(Dataset entries)

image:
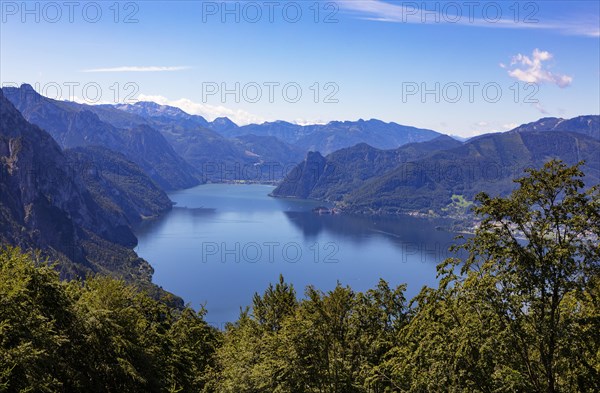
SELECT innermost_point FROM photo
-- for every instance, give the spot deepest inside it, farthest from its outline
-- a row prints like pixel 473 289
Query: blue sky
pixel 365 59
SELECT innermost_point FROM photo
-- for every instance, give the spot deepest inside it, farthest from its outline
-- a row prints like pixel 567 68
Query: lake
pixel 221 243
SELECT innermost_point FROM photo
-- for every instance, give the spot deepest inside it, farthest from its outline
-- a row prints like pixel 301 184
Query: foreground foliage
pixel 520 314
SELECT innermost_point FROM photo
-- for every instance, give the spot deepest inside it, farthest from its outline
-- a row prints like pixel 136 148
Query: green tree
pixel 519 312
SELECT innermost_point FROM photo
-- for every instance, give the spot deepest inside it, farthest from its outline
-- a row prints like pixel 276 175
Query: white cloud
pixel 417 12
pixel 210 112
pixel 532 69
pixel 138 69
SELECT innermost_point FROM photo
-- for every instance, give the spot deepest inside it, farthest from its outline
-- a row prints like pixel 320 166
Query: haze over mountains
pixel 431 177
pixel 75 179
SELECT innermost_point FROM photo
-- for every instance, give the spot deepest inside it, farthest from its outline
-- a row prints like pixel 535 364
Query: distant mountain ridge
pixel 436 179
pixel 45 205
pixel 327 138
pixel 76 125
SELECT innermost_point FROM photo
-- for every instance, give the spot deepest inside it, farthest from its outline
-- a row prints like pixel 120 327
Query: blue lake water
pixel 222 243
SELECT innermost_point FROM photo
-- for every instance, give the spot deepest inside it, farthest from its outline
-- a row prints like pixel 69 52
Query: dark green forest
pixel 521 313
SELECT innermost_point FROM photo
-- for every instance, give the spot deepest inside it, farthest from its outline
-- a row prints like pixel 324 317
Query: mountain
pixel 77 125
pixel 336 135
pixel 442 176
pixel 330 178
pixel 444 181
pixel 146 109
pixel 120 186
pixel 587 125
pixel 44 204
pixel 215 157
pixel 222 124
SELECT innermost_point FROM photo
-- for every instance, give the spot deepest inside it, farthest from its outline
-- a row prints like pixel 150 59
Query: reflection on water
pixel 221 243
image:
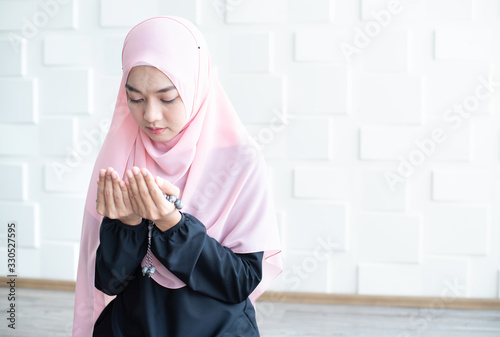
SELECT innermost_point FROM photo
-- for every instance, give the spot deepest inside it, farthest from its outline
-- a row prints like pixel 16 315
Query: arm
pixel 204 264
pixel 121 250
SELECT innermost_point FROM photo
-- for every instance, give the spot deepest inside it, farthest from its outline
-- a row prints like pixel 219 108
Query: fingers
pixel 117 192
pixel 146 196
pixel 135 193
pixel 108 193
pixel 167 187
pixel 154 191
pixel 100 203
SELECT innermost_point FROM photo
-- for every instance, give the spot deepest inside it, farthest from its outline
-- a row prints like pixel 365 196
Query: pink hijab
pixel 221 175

---

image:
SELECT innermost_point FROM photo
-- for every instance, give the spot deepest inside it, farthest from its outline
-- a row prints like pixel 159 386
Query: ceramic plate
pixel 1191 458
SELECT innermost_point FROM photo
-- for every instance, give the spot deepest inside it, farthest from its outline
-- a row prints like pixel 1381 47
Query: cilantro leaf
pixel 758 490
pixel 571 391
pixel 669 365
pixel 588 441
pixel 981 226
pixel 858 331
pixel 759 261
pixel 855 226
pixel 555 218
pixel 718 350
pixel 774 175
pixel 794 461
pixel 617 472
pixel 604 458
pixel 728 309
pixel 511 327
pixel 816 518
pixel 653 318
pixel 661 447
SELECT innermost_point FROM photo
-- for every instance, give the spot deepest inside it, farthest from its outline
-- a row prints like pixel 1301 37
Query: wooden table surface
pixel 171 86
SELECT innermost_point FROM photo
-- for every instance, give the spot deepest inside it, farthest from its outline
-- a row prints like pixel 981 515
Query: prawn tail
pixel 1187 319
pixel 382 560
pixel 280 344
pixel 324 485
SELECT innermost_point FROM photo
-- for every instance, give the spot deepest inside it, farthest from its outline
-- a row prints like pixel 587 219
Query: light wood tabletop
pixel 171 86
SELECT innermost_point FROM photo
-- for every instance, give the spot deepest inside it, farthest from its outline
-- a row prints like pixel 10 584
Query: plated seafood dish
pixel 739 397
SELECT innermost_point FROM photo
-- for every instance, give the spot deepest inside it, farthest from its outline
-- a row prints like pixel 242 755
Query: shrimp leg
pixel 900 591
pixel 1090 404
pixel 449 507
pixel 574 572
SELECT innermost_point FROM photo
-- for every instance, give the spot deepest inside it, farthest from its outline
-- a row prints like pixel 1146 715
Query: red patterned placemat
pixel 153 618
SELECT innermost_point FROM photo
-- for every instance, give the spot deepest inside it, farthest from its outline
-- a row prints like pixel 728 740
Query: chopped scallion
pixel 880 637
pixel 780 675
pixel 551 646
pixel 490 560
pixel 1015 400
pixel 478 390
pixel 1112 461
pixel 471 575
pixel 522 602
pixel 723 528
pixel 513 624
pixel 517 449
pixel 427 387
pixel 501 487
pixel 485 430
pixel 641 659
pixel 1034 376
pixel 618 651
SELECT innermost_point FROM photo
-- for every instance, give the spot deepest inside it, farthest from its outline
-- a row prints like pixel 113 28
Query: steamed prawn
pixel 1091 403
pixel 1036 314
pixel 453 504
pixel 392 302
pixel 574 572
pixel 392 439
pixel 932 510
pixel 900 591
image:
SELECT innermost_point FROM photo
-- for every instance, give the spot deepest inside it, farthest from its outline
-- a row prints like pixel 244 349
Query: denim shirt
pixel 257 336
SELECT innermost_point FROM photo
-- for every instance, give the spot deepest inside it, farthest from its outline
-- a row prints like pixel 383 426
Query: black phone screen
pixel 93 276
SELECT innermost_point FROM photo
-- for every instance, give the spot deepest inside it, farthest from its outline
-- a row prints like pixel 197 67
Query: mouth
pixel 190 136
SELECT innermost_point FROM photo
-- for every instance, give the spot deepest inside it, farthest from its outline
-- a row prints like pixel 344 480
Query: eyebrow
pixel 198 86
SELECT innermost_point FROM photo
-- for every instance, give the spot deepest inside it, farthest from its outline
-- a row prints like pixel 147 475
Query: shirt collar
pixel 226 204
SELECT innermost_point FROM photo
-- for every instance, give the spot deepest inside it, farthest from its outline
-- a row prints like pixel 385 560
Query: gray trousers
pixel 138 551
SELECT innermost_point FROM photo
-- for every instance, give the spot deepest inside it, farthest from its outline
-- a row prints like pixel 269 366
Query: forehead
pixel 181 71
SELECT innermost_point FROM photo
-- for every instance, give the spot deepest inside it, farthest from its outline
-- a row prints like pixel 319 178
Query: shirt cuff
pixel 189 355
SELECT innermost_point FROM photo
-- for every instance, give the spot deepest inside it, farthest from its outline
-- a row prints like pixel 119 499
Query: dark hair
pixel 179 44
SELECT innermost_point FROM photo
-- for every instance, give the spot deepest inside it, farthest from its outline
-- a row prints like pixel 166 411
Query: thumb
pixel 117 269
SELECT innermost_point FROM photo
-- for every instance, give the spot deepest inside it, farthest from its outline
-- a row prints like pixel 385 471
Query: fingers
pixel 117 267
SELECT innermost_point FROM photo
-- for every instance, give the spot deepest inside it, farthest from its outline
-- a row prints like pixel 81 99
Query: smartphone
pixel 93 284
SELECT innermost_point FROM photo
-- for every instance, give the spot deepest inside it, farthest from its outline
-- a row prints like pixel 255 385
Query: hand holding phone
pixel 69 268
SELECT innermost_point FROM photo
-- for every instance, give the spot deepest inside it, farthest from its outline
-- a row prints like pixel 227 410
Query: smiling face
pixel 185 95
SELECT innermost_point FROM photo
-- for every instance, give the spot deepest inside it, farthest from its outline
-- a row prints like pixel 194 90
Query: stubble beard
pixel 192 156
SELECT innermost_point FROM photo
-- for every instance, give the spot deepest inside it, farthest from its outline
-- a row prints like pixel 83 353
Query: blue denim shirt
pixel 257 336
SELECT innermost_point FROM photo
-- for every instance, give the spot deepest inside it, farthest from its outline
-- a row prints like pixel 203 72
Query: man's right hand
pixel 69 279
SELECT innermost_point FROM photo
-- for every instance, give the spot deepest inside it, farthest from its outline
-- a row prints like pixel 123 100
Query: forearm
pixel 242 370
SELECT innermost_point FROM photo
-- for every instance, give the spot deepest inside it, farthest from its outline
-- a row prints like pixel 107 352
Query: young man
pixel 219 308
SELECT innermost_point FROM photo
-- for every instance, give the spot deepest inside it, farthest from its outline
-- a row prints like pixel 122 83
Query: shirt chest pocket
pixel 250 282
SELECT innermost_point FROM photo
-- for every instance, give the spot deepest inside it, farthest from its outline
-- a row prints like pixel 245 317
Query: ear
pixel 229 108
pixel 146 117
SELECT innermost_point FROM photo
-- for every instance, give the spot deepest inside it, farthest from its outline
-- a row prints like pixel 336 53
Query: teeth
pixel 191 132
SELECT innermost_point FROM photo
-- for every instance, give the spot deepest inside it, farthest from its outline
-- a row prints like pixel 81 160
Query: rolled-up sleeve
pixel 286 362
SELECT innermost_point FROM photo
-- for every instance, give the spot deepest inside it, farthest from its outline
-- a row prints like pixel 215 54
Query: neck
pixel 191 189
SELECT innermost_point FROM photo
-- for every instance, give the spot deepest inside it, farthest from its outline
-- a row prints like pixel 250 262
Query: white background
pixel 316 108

--

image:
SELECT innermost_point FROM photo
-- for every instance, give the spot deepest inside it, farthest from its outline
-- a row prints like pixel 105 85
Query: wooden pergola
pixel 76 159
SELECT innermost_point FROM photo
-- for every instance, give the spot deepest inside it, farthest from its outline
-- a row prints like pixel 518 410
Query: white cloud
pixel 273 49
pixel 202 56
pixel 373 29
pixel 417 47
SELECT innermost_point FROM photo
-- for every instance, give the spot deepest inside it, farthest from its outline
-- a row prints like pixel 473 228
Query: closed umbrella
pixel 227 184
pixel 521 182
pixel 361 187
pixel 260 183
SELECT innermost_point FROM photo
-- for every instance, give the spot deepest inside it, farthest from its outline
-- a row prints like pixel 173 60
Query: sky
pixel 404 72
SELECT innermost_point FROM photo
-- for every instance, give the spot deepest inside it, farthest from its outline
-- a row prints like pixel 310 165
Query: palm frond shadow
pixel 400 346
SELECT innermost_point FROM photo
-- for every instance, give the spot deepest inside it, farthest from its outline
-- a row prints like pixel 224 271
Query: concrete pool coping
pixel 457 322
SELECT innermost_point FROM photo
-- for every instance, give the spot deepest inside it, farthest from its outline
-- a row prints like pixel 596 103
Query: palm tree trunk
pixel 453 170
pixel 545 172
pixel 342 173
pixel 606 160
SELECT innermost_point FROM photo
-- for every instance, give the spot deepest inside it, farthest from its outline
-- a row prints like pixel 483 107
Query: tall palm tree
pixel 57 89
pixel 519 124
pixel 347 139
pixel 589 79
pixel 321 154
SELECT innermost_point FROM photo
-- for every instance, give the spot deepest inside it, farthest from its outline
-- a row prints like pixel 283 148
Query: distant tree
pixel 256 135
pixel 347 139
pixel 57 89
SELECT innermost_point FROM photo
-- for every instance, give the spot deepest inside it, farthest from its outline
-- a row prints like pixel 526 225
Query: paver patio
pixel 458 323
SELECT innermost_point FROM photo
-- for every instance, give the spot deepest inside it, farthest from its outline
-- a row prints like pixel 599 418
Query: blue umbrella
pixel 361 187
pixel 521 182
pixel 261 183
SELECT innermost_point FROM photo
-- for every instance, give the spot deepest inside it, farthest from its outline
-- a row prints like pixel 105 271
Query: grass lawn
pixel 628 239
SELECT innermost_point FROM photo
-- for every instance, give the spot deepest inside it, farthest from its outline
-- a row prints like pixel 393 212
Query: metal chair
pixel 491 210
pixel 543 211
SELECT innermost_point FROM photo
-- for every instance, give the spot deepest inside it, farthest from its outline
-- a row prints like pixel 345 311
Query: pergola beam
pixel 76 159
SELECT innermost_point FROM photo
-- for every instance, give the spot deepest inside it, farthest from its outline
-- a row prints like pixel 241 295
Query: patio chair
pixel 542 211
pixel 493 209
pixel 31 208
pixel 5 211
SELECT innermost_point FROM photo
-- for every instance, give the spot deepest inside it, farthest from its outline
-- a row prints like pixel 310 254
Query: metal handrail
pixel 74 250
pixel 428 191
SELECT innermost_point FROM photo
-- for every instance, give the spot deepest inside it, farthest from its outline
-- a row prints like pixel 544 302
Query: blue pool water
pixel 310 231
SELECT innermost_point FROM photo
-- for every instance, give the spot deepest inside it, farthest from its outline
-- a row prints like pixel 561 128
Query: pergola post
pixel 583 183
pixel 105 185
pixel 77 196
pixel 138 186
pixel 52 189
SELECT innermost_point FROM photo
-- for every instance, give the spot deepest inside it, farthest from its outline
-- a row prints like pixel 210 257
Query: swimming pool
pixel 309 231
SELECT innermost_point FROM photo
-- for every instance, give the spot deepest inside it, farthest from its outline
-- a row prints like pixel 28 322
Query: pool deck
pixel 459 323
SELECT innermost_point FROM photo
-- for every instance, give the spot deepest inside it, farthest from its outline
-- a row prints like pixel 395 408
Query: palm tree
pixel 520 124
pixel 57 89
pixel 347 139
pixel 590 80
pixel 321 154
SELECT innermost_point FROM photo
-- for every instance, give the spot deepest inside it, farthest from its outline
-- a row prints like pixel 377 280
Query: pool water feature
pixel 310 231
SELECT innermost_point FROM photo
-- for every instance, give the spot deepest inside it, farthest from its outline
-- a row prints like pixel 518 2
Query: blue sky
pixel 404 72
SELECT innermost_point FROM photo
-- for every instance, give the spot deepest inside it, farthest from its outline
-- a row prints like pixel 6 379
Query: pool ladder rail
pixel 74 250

TASK DETAILS
Copy out the range of lines above starting at the line with "-- a row prints like pixel 224 271" and ending at the line with "-- a row prints like pixel 241 295", exactly and including both.

RESPONSE AREA
-- a row prints like pixel 224 271
Query: concrete pool coping
pixel 457 322
SELECT innermost_point FROM photo
-- for every instance, give the spot deepest inside it, farthest from its outline
-- a row prints like pixel 596 103
Query: palm tree trunk
pixel 453 170
pixel 545 172
pixel 342 173
pixel 606 160
SELECT innermost_point FROM photo
-- for every instance, give the spot deepest inside it, farthest from its outline
-- a row prints like pixel 483 107
Query: tall palm tree
pixel 57 89
pixel 519 124
pixel 347 139
pixel 589 79
pixel 321 154
SELECT innermost_point FROM photo
-- for every instance, give the spot deepest inside it, farthest from its outline
-- a row prints like pixel 283 148
Query: distant tree
pixel 256 135
pixel 347 139
pixel 57 89
SELECT innermost_point FROM photo
-- for every instance, give the spot deepest inside it, farthest from its outline
-- a row prints like pixel 526 225
Query: paver patio
pixel 458 323
SELECT innermost_point FROM photo
-- for every instance, give the spot deepest inside it, farthest from its outline
-- a row prints like pixel 599 418
Query: blue umbrella
pixel 361 187
pixel 521 182
pixel 261 183
SELECT innermost_point FROM photo
-- for every instance, give the spot deepest inside it, farthest from its outline
-- a row prints like pixel 105 271
Query: grass lawn
pixel 628 239
SELECT innermost_point FROM photo
-- for every instance, give the spot deepest inside it, farthest from its outline
-- a row prints like pixel 393 212
Query: metal chair
pixel 491 210
pixel 543 211
SELECT innermost_point FROM photo
-- for every instance, give the spot deepest inside it, farthest from its outline
-- a row prints like pixel 345 311
Query: pergola beam
pixel 76 159
SELECT innermost_point FROM photo
-- for every instance, give the spot deepest inside it, farthest from its outline
-- a row prints like pixel 241 295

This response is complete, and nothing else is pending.